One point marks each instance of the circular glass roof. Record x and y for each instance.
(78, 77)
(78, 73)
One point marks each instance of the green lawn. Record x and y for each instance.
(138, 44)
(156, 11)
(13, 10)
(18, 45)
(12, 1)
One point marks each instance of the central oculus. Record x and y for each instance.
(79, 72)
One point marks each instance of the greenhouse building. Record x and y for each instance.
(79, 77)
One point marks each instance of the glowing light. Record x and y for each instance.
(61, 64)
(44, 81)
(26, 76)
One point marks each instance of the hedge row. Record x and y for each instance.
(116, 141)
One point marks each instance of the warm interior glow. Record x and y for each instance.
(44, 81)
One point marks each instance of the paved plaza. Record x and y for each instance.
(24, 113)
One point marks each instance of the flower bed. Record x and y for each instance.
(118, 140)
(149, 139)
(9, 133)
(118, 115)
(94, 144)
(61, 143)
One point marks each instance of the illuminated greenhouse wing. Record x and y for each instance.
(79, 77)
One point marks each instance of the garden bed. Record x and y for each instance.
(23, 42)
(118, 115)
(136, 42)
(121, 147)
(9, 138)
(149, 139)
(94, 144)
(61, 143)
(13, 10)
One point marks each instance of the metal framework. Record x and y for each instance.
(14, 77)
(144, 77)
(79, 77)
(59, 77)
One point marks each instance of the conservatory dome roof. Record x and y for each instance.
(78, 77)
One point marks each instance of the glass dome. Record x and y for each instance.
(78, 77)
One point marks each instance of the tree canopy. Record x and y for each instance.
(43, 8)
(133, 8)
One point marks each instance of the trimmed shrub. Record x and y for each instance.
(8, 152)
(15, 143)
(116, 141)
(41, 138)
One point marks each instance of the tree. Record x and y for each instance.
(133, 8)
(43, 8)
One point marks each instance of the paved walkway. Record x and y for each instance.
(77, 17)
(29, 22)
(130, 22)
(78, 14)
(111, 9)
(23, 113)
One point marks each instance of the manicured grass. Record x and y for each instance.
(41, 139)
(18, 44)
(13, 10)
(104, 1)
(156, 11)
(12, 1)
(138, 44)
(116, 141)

=-=-=-=-=

**Prompt**. Copy the records. Each line should match exactly.

**Task output**.
One point marks each instance of the circular glass roof. Record x and y for each instance.
(78, 77)
(78, 73)
One point marks each instance of the green lawn. Record x and y for each instance.
(138, 44)
(156, 11)
(13, 10)
(18, 45)
(12, 1)
One point marks each instance of the central oculus. Record x and y for each instance.
(79, 72)
One point marks each instance of the greenhouse building. Record x and y for each instance.
(79, 77)
One point marks each instance of the glowing light. Record x and y for each instance.
(61, 64)
(44, 81)
(26, 76)
One point marks each instance of the hedge row. Record x and y for each instance.
(116, 141)
One point marks each instance of the warm interior glow. Record x and y for each instance.
(44, 81)
One point marks each instance of the paved plaza. Record x and y for each instance.
(24, 113)
One point marks each instance of the flower bed. Record x and y for each instance.
(118, 140)
(149, 139)
(9, 133)
(118, 115)
(94, 144)
(61, 143)
One point marks each instance of the illuminated greenhouse wing. Record x and y for each instance.
(79, 77)
One point marks each instance of the garden bed. Record x and y for each instance.
(23, 42)
(118, 115)
(136, 42)
(121, 147)
(9, 138)
(149, 139)
(94, 144)
(61, 143)
(13, 10)
One point marks each instance of the metal framework. Record x and y for each instance.
(14, 77)
(144, 77)
(79, 77)
(59, 77)
One point marks each instance of the conservatory dome roof. Record x and y for each instance.
(78, 77)
One point marks each instance of the glass dome. Record x and y for each instance.
(78, 77)
One point marks each instance of the tree canopy. Record x and y for each instance.
(43, 8)
(133, 8)
One point marks each instance of the trimmed shrub. Record x and y for each instance.
(8, 152)
(15, 143)
(116, 141)
(41, 138)
One point marks each instance of the tree. Record x and y for each instance.
(133, 8)
(43, 8)
One point marks each instance of the paved walkway. Record x and y for each instance.
(77, 17)
(29, 22)
(130, 22)
(78, 14)
(111, 9)
(23, 113)
One point marks each instance of the manicured grass. Record x and y for each instance.
(41, 139)
(18, 44)
(13, 10)
(104, 1)
(156, 11)
(12, 1)
(138, 44)
(116, 141)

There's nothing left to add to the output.